- [Exercise brief]
Set out exactly every line of the entries below, starting at the line that holds "Target: pollen" and stopping after the line that holds "the orange flower.".

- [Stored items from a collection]
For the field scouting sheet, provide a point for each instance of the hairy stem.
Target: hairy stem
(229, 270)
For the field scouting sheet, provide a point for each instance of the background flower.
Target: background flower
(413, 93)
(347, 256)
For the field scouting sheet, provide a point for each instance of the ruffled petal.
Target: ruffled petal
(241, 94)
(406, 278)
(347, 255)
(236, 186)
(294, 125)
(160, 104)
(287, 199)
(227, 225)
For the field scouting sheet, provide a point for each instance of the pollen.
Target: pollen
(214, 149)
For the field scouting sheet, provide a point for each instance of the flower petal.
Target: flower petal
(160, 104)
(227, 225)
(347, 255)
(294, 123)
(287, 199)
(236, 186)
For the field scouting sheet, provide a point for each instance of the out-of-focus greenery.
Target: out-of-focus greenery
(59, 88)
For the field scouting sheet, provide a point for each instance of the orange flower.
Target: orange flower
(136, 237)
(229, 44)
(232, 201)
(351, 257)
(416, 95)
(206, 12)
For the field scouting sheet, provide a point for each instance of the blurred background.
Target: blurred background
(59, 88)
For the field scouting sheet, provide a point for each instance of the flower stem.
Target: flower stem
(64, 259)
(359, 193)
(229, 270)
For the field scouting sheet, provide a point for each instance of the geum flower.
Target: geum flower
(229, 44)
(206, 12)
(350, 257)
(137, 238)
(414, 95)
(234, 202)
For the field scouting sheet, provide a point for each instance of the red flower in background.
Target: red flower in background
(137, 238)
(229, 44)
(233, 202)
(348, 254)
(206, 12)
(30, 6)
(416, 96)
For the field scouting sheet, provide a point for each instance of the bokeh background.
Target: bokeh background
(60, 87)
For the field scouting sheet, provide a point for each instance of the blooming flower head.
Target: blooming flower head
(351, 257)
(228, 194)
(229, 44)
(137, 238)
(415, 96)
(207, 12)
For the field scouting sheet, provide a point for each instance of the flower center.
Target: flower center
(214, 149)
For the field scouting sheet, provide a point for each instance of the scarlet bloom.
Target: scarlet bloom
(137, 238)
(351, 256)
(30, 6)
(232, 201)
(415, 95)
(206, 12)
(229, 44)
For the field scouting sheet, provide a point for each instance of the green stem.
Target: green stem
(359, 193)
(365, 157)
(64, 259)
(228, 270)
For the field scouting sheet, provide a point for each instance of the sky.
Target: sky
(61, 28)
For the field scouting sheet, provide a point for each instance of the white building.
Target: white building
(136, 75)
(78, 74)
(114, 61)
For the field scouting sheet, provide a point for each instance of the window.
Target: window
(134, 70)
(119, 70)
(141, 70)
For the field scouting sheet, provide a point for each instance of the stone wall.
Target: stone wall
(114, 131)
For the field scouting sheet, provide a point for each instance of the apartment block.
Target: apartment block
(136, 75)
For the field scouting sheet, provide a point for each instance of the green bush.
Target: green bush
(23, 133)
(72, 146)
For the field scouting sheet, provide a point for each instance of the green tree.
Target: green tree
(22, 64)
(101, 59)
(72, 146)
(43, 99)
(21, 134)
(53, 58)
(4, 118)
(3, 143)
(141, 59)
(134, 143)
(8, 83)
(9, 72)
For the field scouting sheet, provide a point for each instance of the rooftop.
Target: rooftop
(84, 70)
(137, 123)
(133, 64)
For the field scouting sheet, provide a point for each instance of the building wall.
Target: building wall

- [Response below]
Target: pollen
(214, 149)
For the field scouting sheet, provide a point for each instance of the flower petal.
Target: flower petal
(160, 104)
(227, 225)
(347, 255)
(294, 123)
(287, 199)
(236, 186)
For the field scouting sheet, provide a point for each instance of the out-of-focus greenery.
Target: out-of-focus greenery
(59, 88)
For the field scouting sheet, provide a point for each instance of the orange flower.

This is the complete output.